El republicanismo: tradición y presente*
El republicanismo es una concepción de la sociedad política como “res publica”, que es cosa de todos y atañe a todos, considera a los individuos como ciudadanos y es condición y garantía de la libertad. Partiendo de esta definición, el autor de este artículo va desglosando los diferentes aspectos del republicanismo: la libertad, la ley, la “virtud cívica”, el patriotismo, contraponiéndolos con la visión que de estos conceptos tiene el liberalismo. Javier Peña Echeverría es profesor de Filosofía Política en la Universidad de Valladolid.
Con el término “republicanismo” nos referimos ordinariamente a una doctrina o posición política definida por oposición a la monarquía como régimen, que reivindica un gobierno no atribuido de forma vitalicia por herencia a los miembros de un linaje privilegiado, sino propio de los ciudadanos iguales sujetos a la ley común.
Pero en las últimas décadas el republicanismo se ha convertido además en una corriente destacada de la filosofía política. A ello han contribuido historiadores que han corregido la visión de la historia política moderna que prevalecía en el mundo académico, haciendo ver que el liberalismo no es la única base de la teoría política moderna, sino que la precede una tradición republicana cuyo léxico y principios básicos configuraron la política hasta mediados del siglo XIX[1]. A su vez, algunos teóricos actuales sostienen que el republicanismo no es cosa del pasado, sino una alternativa sólida a la concepción liberal de la política y de la ciudadanía[2]. Y esta recuperación y reconstrucción de la tradición ha tenido una notable acogida; son muchos los teóricos actuales que se declaran republicanos o al menos manifiestan su simpatía por el republicanismo, que se ha convertido en una “moda académica”.
Más aún, el republicanismo se ha convertido en una bandera de conveniencia en la práctica política, al ser una etiqueta atractiva que remite a intuiciones y valores arraigados y atractivos, especialmente para la izquierda.

**Datos almacenados:**
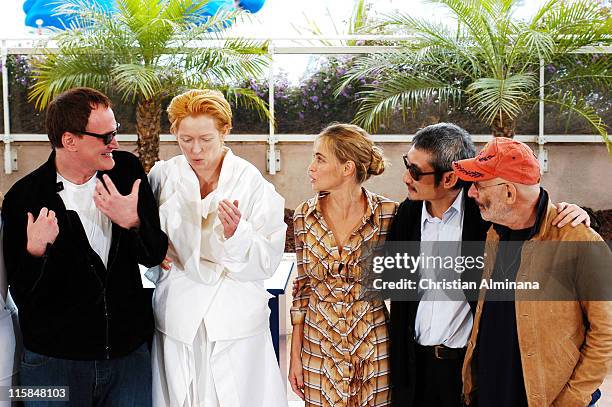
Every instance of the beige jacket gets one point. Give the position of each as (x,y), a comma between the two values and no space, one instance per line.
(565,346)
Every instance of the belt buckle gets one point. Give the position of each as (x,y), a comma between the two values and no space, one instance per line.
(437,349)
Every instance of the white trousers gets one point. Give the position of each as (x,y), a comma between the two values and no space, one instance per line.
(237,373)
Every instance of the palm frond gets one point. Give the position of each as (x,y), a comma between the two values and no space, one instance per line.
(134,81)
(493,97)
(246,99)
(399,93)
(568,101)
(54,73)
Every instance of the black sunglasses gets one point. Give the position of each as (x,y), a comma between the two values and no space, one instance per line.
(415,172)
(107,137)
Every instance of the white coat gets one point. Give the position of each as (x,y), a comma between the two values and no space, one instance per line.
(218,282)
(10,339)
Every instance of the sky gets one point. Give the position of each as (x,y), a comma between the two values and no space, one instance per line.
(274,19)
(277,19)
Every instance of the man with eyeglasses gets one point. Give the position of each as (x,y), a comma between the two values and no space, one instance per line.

**Retos:**
[A] Contesta estas preguntas sobre el fragmento acerca del republicanismo:
(i) ¿En qué universidad es profesor Javier Peña Echeverría?
(ii) Según los historiadores mencionados, ¿hasta cuándo configuraron la política el léxico y los principios básicos de la tradición republicana?
(iii) ¿Para qué sector político resulta especialmente atractiva la etiqueta del republicanismo?
[B] Enumera los aspectos del republicanismo que, según el resumen inicial del fragmento, el autor va desglosando.
Responde basándote solo en el fragmento sobre el republicanismo.

**Resultados:**
[A]
(i) En la Universidad de Valladolid.
(ii) Hasta mediados del siglo XIX.
(iii) Para la izquierda.

[B] La libertad, la ley, la “virtud cívica” y el patriotismo.